Written problem. Please copy the listing below line for line, changing nothing.

Items stored from a collection
--- Begin ---

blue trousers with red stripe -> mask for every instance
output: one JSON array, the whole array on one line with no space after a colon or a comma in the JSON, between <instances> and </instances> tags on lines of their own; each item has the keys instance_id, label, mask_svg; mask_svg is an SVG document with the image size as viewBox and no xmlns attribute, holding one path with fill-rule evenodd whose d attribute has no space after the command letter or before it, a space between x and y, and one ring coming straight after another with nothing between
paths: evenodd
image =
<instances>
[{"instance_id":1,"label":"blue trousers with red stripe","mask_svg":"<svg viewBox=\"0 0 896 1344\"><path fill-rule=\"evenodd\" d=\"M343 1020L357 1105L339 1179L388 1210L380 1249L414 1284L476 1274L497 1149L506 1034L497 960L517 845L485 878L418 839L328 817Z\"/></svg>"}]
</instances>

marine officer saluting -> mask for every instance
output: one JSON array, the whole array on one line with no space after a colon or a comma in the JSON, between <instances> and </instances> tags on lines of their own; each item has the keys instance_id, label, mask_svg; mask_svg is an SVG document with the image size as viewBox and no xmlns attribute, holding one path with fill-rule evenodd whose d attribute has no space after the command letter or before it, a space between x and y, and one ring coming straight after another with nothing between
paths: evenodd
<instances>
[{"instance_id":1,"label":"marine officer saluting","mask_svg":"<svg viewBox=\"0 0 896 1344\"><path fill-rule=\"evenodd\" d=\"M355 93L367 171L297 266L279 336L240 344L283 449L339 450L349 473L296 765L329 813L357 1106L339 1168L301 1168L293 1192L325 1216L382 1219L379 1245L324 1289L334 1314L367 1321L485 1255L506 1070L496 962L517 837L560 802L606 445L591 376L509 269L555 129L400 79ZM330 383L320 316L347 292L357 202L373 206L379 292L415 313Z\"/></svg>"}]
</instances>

--- End ---

Final result.
blue trousers with red stripe -> mask for every instance
output: one JSON array, the whole array on one line with no space after a colon or a comma in the JSON, between <instances> and </instances> tags on lines of their own; each item has the keys instance_id, label, mask_svg; mask_svg is an SVG document with the image size as viewBox and no xmlns attribute, holding one path with fill-rule evenodd whose d attribute has no space after the command letter or before it, a space between x and y, and one ring coming straight after another with nothing between
paths: evenodd
image =
<instances>
[{"instance_id":1,"label":"blue trousers with red stripe","mask_svg":"<svg viewBox=\"0 0 896 1344\"><path fill-rule=\"evenodd\" d=\"M343 1020L357 1105L339 1179L388 1210L380 1249L414 1284L476 1274L497 1149L506 1034L497 960L517 845L485 878L418 839L328 817Z\"/></svg>"}]
</instances>

marine officer saluting -> mask for every instance
output: one JSON array, the whole array on one line with no space after a colon or a comma in the JSON, between <instances> and </instances> tags on lines of their own; each item has the keys instance_id, label, mask_svg; mask_svg is an SVG document with the image size as viewBox and no xmlns attribute, holding one path with fill-rule evenodd whose d attribute has no space after the command letter or before it, a space between x and y, and one ring coming straight after another with nothing between
paths: evenodd
<instances>
[{"instance_id":1,"label":"marine officer saluting","mask_svg":"<svg viewBox=\"0 0 896 1344\"><path fill-rule=\"evenodd\" d=\"M355 93L367 171L297 266L279 336L240 344L283 449L339 450L349 473L296 765L329 813L357 1106L339 1168L301 1168L293 1192L325 1216L382 1219L379 1245L324 1289L334 1314L367 1321L485 1255L506 1070L496 962L517 837L560 802L606 445L591 376L509 269L555 129L400 79ZM330 383L320 316L347 292L357 202L373 206L379 292L415 313Z\"/></svg>"}]
</instances>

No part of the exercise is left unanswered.